*** RECORD SET ***

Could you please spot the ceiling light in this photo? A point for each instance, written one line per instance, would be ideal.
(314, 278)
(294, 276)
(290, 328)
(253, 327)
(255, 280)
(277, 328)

***

Quote every line of the material above word for word, keeping its line breaks.

Could you please spot the ceiling light in this photo? A point for each instance, written one line per instance, would be ideal.
(314, 278)
(294, 276)
(290, 328)
(253, 327)
(255, 280)
(277, 328)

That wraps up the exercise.